◆ **TASK**: According to the guide on benchmarking model serving libraries, which GPU was used in the benchmarking environment?

◆ **TEXT**:
== Segment start ==
Benchmarking Model Serving Libraries
A quick guide to comparing model serving libraries for fast, efficient ML deployments.
TL;DR
SGLang outperforms vLLM and Llama.cpp in our benchmarks for serving large language models, demonstrating superior request throughput and lower latency. Most importantly, SGLang works out of the box without any additional optimizations. While with vLLM, I had to tweak several parameters to get it to work well.
| Library | Time taken for tests (s) | Request throughput (req/s) | Average latency (s) | Output token throughput (tok/s) |
|---|---|---|---|---|
| SGLang | 194.614 | 2.5692 | 33.7728 | 3196.19 |
| vLLM | 209.818 | 2.383 | 37.8662 | 2864.51 |
| Llama.cpp | 1505.49 | 0.3321 | 271.053 | 416.361 |
| Ollama | NA | NA | NA | NA |
Benchmarking Environment
- CPU: AMD Ryzen 7 3700X (16) @ 4.98 GHz
- GPU: NVIDIA GeForce RTX 4090 24GB vRAM
- RAM: 80GB DDR4
- OS: Pop!_OS 22.04 LTS
- Python: 3.12
Benchmarking Tools
(uvx) evalscope perf --url "http://localhost:<port>/v1/chat/completions" --parallel 100 --model qwen3:4b --number 500 --api openai --dataset openqa --streamOllama
Failed to finish the benchmark due to overwhelming request rate causing server crash.
== Segment end ==
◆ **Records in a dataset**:
== Segment start ==
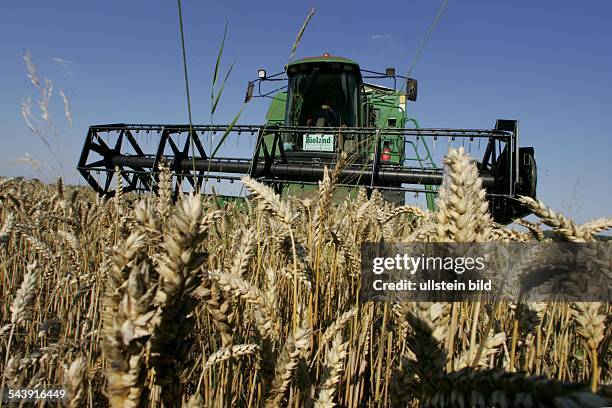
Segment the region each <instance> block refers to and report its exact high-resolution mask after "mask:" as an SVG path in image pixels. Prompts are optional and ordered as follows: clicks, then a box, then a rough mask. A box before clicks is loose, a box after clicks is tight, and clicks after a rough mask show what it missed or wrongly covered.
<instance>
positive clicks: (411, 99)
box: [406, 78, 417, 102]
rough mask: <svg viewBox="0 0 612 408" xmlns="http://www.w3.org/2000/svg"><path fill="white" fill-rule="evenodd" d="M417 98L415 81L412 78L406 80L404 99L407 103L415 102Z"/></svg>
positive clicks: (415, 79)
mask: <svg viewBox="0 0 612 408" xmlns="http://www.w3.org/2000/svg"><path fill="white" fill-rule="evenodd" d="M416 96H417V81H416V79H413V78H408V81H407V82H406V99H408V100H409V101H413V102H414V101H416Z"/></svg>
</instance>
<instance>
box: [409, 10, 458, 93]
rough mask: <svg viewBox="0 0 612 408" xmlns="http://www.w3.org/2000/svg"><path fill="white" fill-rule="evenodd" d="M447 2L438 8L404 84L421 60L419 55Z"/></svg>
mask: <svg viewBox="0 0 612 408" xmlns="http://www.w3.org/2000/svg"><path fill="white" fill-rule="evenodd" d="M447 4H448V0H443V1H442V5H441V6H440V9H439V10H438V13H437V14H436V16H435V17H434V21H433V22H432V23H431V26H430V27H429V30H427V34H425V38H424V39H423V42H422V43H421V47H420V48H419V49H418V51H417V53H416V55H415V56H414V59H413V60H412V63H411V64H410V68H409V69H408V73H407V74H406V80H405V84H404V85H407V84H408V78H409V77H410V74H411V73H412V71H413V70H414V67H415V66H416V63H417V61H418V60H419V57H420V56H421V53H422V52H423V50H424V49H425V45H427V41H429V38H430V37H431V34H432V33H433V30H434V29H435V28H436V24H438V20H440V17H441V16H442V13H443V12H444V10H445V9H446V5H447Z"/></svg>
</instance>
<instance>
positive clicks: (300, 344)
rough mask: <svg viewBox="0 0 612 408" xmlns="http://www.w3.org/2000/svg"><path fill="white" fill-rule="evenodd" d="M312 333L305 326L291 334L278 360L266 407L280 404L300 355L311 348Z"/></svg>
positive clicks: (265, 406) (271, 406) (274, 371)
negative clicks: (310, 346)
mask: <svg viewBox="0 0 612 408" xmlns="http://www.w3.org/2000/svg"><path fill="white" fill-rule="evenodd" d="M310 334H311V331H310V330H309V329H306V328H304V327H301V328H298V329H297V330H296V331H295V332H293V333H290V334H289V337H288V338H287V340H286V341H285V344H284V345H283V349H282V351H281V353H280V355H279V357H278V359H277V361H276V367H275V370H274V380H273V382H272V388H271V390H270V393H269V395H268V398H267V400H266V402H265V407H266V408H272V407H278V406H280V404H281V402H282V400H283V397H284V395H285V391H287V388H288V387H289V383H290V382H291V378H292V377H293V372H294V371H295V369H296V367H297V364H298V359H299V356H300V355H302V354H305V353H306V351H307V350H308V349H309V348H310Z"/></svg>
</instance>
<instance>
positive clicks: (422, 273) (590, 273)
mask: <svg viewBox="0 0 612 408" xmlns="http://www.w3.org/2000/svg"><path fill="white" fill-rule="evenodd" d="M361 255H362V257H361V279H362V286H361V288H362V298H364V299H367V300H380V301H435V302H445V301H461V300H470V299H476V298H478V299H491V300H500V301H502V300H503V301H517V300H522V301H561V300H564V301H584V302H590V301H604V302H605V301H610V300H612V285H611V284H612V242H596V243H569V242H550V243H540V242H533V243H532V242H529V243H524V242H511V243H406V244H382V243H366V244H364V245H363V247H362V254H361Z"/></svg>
== Segment end ==
◆ **TASK RESPONSE**: An NVIDIA GeForce RTX 4090 with 24GB of vRAM.